Assignment: Each line starting at the one that contains "[locate] car side window" and ending at the one that contains "[locate] car rear wheel" must be returned exactly, and the rest of the listing is left out.

═══

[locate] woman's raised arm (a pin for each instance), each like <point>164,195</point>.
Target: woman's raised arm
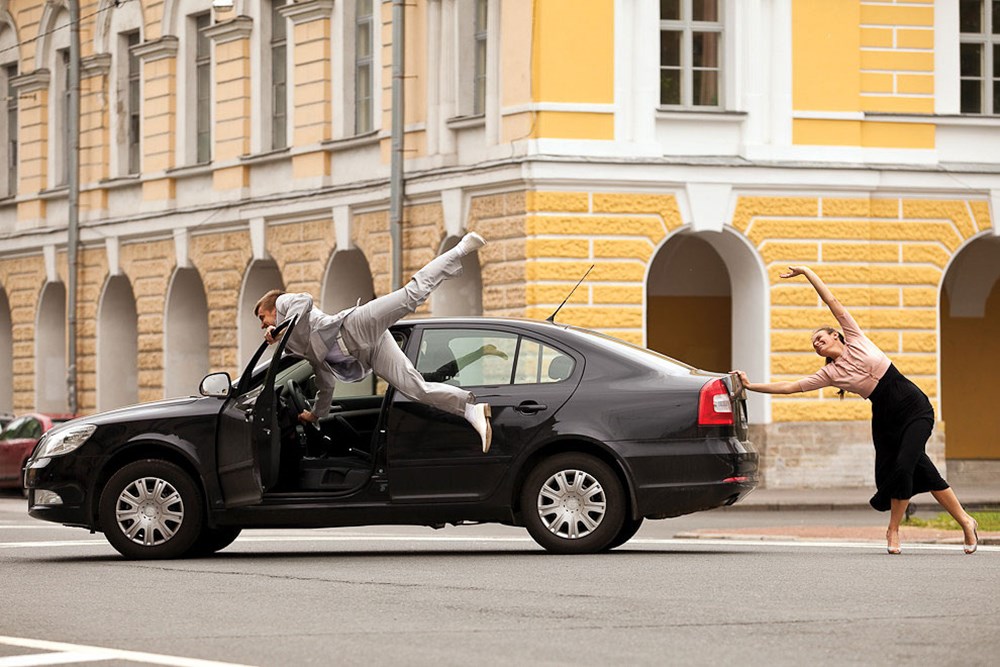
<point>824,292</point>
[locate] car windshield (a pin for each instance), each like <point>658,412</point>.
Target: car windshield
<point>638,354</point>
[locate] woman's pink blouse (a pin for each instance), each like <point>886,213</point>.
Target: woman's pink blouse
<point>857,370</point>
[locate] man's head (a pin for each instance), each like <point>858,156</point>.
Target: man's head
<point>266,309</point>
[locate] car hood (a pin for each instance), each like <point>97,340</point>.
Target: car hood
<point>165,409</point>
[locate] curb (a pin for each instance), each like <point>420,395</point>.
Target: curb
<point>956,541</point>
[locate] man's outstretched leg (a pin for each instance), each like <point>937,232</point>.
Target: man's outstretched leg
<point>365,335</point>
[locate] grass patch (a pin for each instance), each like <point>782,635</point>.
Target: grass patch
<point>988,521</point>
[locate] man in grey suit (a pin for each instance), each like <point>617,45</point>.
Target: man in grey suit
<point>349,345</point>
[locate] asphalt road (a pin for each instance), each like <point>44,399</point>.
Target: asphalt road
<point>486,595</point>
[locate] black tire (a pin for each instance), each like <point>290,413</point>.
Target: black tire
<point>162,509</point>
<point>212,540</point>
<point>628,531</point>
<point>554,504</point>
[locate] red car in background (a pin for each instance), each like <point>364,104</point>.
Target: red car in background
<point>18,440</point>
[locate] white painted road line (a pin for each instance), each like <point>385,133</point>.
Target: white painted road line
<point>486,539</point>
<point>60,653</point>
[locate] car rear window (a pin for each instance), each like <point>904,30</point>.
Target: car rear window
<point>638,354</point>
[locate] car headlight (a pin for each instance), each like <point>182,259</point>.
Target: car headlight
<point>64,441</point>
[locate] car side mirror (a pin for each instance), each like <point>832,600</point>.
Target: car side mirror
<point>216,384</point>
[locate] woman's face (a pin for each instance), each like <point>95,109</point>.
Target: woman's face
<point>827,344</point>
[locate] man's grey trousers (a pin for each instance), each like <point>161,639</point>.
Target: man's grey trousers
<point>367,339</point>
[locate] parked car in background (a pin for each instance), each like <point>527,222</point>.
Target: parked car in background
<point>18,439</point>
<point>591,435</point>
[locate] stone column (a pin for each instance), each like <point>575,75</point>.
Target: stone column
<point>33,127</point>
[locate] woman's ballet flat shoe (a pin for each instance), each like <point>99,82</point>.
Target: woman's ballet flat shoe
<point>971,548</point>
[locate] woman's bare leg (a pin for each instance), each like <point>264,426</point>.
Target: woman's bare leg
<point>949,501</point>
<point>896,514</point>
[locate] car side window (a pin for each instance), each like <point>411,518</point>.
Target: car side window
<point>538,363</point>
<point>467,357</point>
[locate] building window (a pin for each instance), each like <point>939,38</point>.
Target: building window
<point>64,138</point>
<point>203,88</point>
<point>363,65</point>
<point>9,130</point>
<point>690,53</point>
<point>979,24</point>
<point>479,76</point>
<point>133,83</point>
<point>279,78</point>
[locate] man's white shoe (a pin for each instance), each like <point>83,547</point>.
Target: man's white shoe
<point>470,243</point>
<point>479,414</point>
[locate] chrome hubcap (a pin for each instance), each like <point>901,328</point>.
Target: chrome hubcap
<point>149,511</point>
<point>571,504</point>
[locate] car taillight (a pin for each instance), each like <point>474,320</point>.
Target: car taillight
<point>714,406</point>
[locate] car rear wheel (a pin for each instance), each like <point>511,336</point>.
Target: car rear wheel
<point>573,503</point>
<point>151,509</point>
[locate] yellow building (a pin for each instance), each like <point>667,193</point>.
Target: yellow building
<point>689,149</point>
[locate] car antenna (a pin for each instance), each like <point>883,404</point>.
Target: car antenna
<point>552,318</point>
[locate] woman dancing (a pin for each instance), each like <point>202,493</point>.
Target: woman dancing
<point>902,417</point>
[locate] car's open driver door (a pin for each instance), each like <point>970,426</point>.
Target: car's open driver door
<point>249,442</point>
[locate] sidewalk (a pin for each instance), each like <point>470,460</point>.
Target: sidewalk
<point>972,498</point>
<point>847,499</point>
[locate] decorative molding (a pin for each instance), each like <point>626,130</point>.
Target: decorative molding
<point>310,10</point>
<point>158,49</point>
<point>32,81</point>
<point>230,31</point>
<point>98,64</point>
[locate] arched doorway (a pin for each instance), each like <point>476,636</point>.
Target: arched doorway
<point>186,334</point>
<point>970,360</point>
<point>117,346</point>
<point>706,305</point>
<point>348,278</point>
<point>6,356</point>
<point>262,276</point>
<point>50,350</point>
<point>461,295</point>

═══

Reply to the task:
[locate] car side window (a pin for each instance), each like <point>411,518</point>.
Target: car side window
<point>538,363</point>
<point>467,357</point>
[locate] building window (a pin for each instance), each like <point>939,38</point>.
Target: building window
<point>64,138</point>
<point>203,88</point>
<point>363,65</point>
<point>9,130</point>
<point>690,53</point>
<point>979,24</point>
<point>479,76</point>
<point>133,83</point>
<point>279,78</point>
[locate] man's white shoe (a pin for each instance), each like <point>83,547</point>.
Target: man's white shoe
<point>470,243</point>
<point>479,414</point>
[locate] chrome hubcap (a pin for each instance), each like <point>901,328</point>.
Target: chrome hubcap
<point>149,511</point>
<point>571,504</point>
[locate] car taillight (a pin for each instance), each like <point>474,320</point>.
Target: car taillight
<point>714,406</point>
[locate] car rear wheel (a pin for each instance), each like <point>511,336</point>.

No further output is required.